───── Exercise materials
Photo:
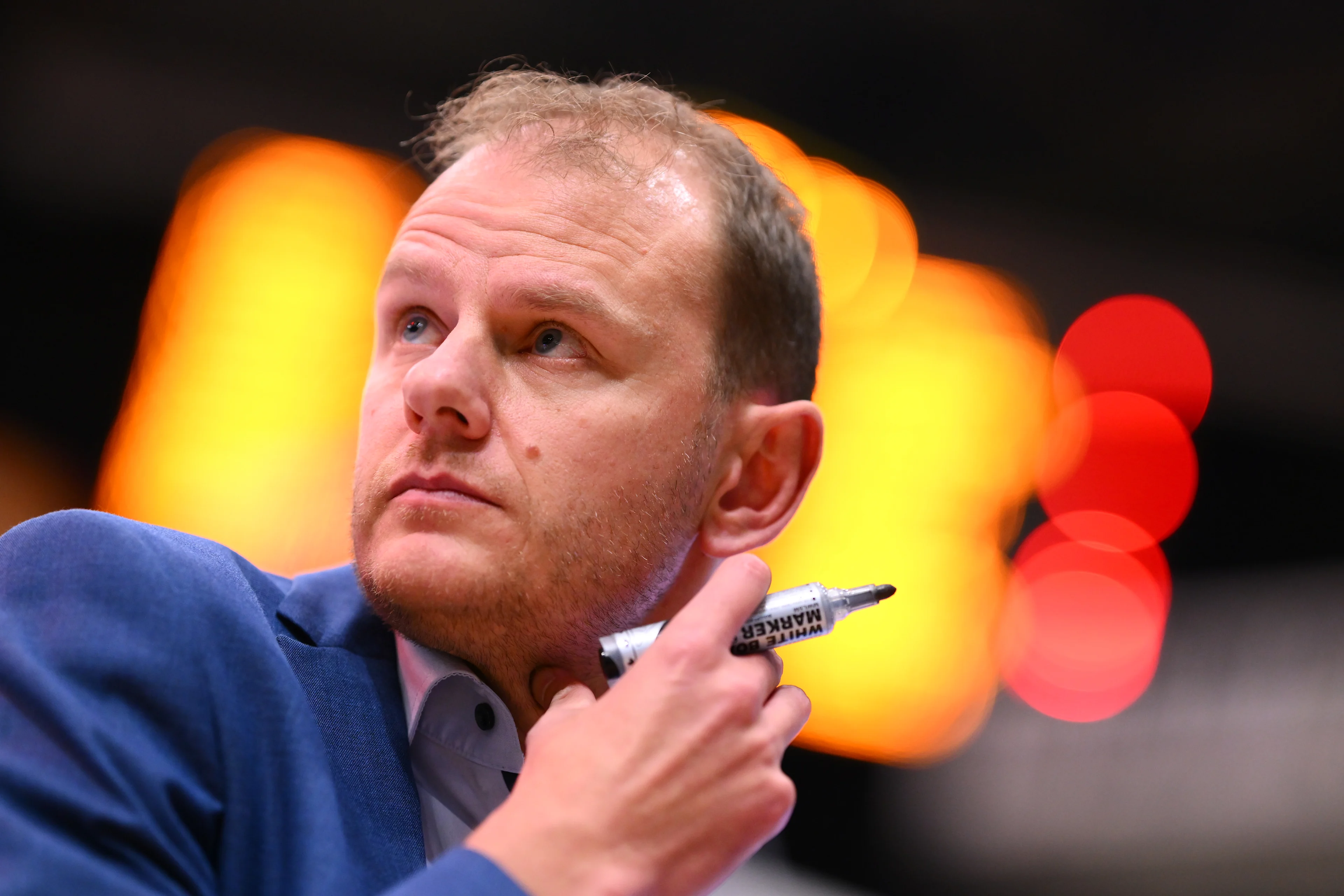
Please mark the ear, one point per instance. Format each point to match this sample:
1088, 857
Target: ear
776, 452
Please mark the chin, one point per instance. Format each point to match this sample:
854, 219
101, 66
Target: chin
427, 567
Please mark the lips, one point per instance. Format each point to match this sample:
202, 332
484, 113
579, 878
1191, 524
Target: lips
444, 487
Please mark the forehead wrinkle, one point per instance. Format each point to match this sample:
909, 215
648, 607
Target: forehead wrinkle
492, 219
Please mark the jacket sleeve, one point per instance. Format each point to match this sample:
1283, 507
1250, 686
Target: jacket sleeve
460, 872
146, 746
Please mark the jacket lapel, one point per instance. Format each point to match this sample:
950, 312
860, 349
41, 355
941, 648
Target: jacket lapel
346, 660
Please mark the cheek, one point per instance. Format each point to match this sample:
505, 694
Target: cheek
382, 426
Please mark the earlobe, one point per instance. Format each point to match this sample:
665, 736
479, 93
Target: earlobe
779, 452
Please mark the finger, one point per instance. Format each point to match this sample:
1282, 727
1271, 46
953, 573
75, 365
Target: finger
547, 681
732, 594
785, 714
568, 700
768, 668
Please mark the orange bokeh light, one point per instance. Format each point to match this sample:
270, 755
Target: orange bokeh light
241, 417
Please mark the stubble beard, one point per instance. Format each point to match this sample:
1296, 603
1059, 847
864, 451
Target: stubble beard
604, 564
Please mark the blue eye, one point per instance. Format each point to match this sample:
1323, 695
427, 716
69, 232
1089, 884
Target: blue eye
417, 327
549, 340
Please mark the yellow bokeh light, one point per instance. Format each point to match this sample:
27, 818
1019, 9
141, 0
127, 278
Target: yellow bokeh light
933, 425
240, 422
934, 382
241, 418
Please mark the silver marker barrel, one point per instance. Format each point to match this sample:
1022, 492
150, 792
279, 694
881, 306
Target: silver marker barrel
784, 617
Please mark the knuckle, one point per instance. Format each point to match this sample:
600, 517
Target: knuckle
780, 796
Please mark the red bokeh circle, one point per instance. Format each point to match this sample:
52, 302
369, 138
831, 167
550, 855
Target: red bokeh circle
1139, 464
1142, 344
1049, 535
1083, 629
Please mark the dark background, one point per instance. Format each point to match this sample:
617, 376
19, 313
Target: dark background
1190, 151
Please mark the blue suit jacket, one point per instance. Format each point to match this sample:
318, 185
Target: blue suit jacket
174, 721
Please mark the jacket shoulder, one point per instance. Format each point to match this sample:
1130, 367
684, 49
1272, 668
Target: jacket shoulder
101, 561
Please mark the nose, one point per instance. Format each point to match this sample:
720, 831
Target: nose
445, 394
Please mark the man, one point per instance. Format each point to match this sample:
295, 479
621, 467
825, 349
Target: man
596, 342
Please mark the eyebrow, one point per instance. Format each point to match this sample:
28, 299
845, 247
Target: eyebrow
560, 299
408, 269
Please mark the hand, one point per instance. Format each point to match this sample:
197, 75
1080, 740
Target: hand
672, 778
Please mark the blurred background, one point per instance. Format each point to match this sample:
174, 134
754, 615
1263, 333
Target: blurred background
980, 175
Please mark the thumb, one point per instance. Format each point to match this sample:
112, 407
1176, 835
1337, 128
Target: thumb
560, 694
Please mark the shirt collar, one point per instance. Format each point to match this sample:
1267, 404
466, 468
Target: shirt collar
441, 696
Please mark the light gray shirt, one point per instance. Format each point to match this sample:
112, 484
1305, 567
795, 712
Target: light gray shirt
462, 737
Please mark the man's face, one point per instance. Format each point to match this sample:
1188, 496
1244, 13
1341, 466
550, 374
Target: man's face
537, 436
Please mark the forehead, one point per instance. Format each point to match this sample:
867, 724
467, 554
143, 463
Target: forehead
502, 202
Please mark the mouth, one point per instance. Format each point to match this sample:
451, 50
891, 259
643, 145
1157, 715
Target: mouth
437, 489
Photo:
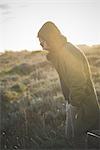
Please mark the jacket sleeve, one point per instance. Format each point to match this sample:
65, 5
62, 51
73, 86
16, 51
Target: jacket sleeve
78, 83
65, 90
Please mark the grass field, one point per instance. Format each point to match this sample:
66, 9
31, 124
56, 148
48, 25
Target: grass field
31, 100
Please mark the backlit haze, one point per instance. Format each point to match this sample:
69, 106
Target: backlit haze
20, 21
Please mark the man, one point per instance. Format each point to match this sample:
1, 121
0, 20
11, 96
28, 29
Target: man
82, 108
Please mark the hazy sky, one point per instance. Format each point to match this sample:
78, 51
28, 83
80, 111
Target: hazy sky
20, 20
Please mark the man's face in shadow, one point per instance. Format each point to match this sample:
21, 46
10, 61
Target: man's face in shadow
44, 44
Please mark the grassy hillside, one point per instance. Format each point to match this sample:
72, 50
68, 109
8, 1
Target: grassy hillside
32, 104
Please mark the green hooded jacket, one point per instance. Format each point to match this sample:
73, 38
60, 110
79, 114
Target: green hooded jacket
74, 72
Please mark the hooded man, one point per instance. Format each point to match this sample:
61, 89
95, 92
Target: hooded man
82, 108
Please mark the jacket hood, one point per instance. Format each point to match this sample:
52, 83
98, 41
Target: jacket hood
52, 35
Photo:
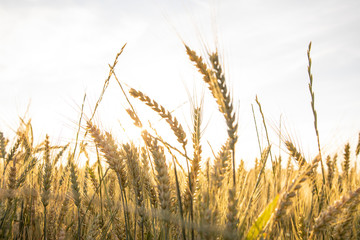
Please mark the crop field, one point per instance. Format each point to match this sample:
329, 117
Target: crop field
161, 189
──────────
The problem: I'd like the data above duplicated exactly, with no pictures included.

Exercise answer:
Photo:
Please mark the ear, one point per instance. Format each point to match this sample:
1088, 857
Target: ear
776, 452
Please mark the chin, one point per instance. Format each point to match this sample:
854, 219
101, 66
Target: chin
427, 567
Please mark the lips, one point per instance. Format each point to match this sample:
202, 332
484, 113
579, 878
1191, 524
Target: lips
444, 487
Please mark the forehead wrinkle, one point per instance. Format each point to match this sample:
909, 215
648, 607
Target: forehead wrinkle
492, 219
Please mark the jacket sleeve, one point per instance. Format each point to match this sample:
1283, 507
1250, 686
Target: jacket sleeve
460, 872
146, 746
Please mark the jacket lapel, one point per instance. Format each point to match this sample:
950, 312
860, 349
41, 355
941, 648
Target: jacket lapel
346, 660
Please mark the cheek, one point per instance. Format each point to match this sample:
505, 694
Target: cheek
382, 426
Please mark the earlobe, one point per instance. Format each point to match this sample:
665, 736
479, 93
Target: earlobe
779, 452
Please mark the finger, one point per instance. Format each point to match this sample:
1282, 727
1271, 46
953, 573
75, 365
Target: finger
547, 681
732, 594
785, 714
568, 700
768, 668
Please mark the orange bokeh light, one point per instance. Format each point to match this sample:
270, 755
Target: orange bokeh light
241, 417
Please mark the stubble beard, one point per instance. Format each point to match this sample:
1296, 603
1059, 847
864, 451
Target: stubble beard
604, 564
Please mark the blue eye, one point per instance. Format each point to match this sample:
1323, 695
427, 716
69, 232
1089, 884
Target: blue eye
417, 327
549, 340
Please mark the yellow bokeh light, one point per instance. Format each point to match this sample:
27, 818
1019, 9
141, 0
127, 278
Target: yellow bokeh light
933, 425
240, 422
934, 382
241, 418
Please mark the silver marker barrel, one point per instance. Format each point to match this sample:
1022, 492
150, 792
279, 694
881, 306
Target: silver marker barrel
784, 617
Please mark the knuckle, one point per instance. Format each point to match this sample:
600, 517
Target: knuckle
780, 796
Please mark the red bokeh circle, one point per instance. Format each point to match this sample:
52, 302
369, 138
831, 167
550, 855
Target: red bokeh circle
1139, 464
1142, 344
1049, 535
1083, 629
Please mark the dark background, one point per instance. Format each point to match this sample:
617, 376
19, 313
Target: dark background
1190, 151
Please mark the blue suit jacket, one point per instance. Format each point to match this sample:
318, 185
Target: blue suit jacket
174, 721
Please mark the jacket shoulder, one point per instance. Format each point to match this sample:
1130, 367
684, 49
1272, 668
Target: jacket shoulder
101, 561
Please mark the nose, one point per instance. Format each point to match this sample:
720, 831
Target: nose
445, 394
Please mark the man, one point per instance. Format each point to match this sample:
295, 479
621, 467
825, 349
Target: man
596, 342
Please mark the eyebrow, one point per instance. Format each point to match this sample:
28, 299
845, 247
Target: eyebrow
560, 299
408, 269
Please mark the hand, one point per instance. Format each point to match this sample:
197, 75
1080, 740
Target: hand
672, 778
Please mark the blurred background, one point per instance. Format each point to match this sample:
174, 134
754, 615
1263, 333
Target: blurred background
980, 175
Please mark the thumb, one point per instance. Format each point to match this sample:
112, 407
1176, 835
1337, 128
Target: thumb
560, 694
Please mark the shirt collar, one point per instance. Format each point to match this sample:
1267, 404
466, 468
Target: shirt collar
441, 696
Please mark the light gray shirt, one point per instance. Format each point to match this sample:
112, 484
1305, 567
795, 712
Target: light gray shirt
462, 737
Please mark the man's face, one point per instance. Format each point to match this sample:
1188, 496
1244, 13
1341, 466
550, 374
Target: man's face
537, 436
Please mark the forehead, one point per instance. Format each point to match this sample:
867, 724
467, 554
143, 463
Target: forehead
502, 202
Please mark the mouth, one point per instance. Format each point to match this sample:
451, 50
891, 259
643, 145
1157, 715
Target: mouth
437, 489
Photo:
Please mark the jacket sleeve, one point per instance. Format each point to match this sample:
65, 5
62, 51
73, 86
16, 51
Target: jacket sleeve
78, 83
65, 90
Please mark the grass field, one point per instance. Format each point to match this sample:
66, 9
31, 124
56, 148
48, 25
Target: grass field
31, 100
Please mark the backlit haze, one point per instance. Format each point to match this sample:
69, 106
Target: backlit haze
20, 21
Please mark the man, one point per instance. Format each point to match this sample:
1, 121
0, 20
11, 96
28, 29
Target: man
82, 108
Please mark the hazy sky, one point per instance. Format each point to match this sample:
78, 51
28, 83
80, 111
Target: hazy sky
20, 20
Please mark the man's face in shadow, one point per instance. Format each point to match this sample:
21, 46
10, 61
Target: man's face in shadow
44, 44
Please mark the grassy hillside, one point per instance. Format each point to match this sample:
72, 50
68, 109
8, 1
Target: grassy hillside
32, 104
Please mark the green hooded jacket, one point per instance. Format each point to match this sample:
73, 38
60, 110
79, 114
Target: green hooded jacket
74, 72
Please mark the hooded man, one point per instance. Format each point to match this sample:
61, 89
95, 92
Target: hooded man
82, 108
Please mark the jacket hood, one point per instance. Format each point to match this sample:
52, 83
98, 41
Target: jacket hood
52, 35
Photo:
Please mark the crop field, one point per instance. Format each point to match this sample:
329, 117
Target: crop field
161, 189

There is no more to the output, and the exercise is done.